• **Instructions to follow**
In the church dedication account, retype the passage starting with "Some people cried." and going on through "of my ancestors.", keeping every word and punctuation mark unchanged.

• **Text under study**

★ ★ ★ ★ ★

Something happened Sunday. It was special. It happened during the dedication of our new church in Woodinville, Washington. That something was a liturgy that lasted three hours. It took that long to transform the new building into a sacred space. During the liturgy the altar was anointed, incensed, lit on fire, set with white linen and then used as a place to offer sacrifice. The entire church and assembly was sprinkled with holy water. Relics of the saints were sealed under the altar with a welder’s torch. The walls of the church were anointed with holy oil. The choir chanted the sacred words in an endless sequence of verses. And when it was all done, we celebrated and applauded those who worked hard to make it possible.
Some people cried. Others were just choked up. I was in the latter group. But few of us had ever seen a dedication before. So why was the experience so moving? One reason is that “they painted the walls.” When the archbishop and our pastor made the sign of the cross with holy oil on the wooden beams along the walls of the church I felt like I had experienced this before. Somehow this simple action brought back memories that were older than my life was long. It made me feel rooted in the family of my ancestors.

★ ★ ★ ★ ★

• **Dataset excerpts**
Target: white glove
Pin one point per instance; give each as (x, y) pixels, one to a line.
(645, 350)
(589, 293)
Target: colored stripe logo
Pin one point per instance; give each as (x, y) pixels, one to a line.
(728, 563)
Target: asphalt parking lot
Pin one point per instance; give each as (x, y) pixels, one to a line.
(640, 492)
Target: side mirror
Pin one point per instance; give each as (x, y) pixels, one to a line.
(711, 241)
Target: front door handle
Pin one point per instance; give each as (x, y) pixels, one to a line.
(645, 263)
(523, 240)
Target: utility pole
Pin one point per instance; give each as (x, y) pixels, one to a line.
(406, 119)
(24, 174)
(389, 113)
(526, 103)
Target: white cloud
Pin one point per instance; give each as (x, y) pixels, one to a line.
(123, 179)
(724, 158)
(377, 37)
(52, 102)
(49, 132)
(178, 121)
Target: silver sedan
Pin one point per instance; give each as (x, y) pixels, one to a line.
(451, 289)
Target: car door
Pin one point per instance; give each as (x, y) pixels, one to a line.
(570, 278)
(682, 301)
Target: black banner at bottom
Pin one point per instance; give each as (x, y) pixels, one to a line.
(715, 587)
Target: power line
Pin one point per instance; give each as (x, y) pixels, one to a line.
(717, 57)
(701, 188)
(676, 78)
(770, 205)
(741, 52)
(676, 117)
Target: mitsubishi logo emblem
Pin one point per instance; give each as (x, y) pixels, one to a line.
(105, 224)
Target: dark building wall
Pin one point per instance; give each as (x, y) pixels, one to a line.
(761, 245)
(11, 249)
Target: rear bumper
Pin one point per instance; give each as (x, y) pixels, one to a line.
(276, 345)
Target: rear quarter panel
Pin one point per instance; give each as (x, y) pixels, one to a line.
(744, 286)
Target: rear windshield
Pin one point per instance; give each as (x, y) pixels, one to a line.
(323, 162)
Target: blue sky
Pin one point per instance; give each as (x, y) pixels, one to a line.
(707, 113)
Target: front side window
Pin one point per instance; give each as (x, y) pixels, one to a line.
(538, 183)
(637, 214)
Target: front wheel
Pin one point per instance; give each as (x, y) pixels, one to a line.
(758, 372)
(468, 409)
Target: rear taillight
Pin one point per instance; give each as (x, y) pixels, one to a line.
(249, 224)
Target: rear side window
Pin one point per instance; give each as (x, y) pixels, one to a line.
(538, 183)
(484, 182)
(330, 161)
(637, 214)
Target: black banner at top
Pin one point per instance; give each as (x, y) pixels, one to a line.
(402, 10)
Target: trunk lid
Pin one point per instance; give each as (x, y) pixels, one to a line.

★ ★ ★ ★ ★

• **Reply to the task**
Some people cried. Others were just choked up. I was in the latter group. But few of us had ever seen a dedication before. So why was the experience so moving? One reason is that “they painted the walls.” When the archbishop and our pastor made the sign of the cross with holy oil on the wooden beams along the walls of the church I felt like I had experienced this before. Somehow this simple action brought back memories that were older than my life was long. It made me feel rooted in the family of my ancestors.